• _Exercise description_
Find every line in the data that contains the word "below". Return each of those lines.

• _Records for processing_
========================================================================

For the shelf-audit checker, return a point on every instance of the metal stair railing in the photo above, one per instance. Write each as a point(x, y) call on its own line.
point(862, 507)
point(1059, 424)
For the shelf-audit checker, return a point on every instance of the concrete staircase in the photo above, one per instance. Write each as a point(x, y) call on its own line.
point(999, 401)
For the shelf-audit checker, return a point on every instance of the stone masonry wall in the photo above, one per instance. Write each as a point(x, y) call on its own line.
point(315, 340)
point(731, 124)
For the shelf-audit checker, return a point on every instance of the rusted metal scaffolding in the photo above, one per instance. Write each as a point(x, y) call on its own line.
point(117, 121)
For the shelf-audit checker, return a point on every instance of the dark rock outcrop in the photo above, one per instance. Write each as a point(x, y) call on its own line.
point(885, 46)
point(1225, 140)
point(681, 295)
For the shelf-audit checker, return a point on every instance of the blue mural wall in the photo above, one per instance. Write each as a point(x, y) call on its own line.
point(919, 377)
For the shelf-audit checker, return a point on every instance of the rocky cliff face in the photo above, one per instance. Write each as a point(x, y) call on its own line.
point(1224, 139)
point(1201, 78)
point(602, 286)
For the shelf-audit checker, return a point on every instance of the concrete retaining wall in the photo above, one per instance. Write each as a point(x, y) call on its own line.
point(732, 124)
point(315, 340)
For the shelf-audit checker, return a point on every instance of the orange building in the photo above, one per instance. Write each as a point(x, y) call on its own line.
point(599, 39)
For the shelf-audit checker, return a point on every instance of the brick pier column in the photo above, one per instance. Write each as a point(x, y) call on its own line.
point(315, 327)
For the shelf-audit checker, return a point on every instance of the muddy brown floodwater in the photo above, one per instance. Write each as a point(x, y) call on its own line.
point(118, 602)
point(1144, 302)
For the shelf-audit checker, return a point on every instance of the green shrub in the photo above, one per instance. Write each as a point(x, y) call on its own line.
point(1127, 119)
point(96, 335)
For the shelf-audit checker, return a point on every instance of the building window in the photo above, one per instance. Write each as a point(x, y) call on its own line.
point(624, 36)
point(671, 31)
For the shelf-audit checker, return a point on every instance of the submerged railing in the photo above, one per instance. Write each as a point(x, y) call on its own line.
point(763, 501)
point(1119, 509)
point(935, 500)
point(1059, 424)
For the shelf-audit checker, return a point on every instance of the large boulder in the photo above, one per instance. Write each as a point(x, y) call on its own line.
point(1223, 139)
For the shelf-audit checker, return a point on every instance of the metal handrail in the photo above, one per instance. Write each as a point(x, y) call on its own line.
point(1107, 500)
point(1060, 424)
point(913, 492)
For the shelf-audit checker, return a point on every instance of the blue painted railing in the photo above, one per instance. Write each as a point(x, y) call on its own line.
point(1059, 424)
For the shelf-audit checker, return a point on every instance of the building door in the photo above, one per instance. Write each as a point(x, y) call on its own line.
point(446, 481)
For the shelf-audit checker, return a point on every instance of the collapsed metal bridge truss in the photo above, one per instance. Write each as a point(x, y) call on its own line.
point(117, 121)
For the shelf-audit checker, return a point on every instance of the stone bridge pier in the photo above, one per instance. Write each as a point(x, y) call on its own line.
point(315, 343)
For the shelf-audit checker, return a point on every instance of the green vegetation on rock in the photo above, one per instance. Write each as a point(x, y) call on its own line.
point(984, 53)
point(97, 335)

========================================================================

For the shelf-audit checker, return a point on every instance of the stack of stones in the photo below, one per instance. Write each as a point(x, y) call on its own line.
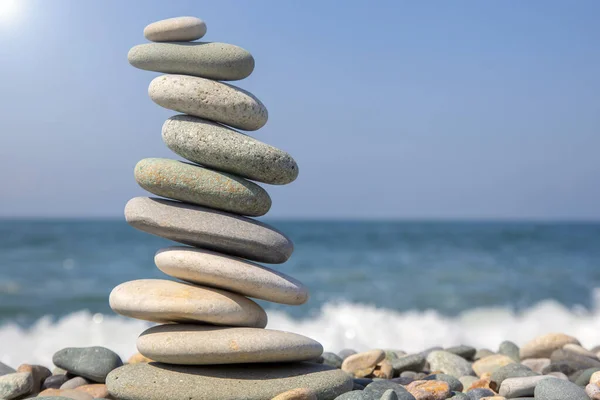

========================================================================

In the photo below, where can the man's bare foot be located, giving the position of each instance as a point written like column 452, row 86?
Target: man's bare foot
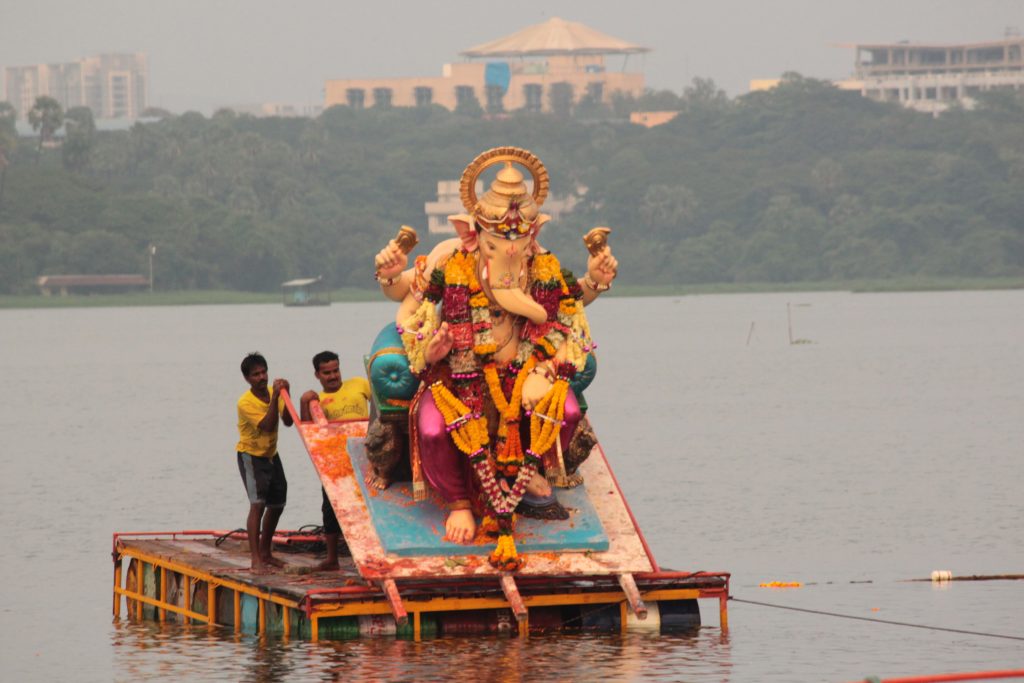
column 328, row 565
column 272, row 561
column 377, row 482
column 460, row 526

========================================================================

• _Result of this exercise_
For the shelf-audit checker, return a point on every instance of the stack of stones in the photo below, one per instance. Write each as a point(x, y) call on its own line.
In the photo below, where can the man's bare foot be located, giving the position of each instance as a point written like column 452, row 86?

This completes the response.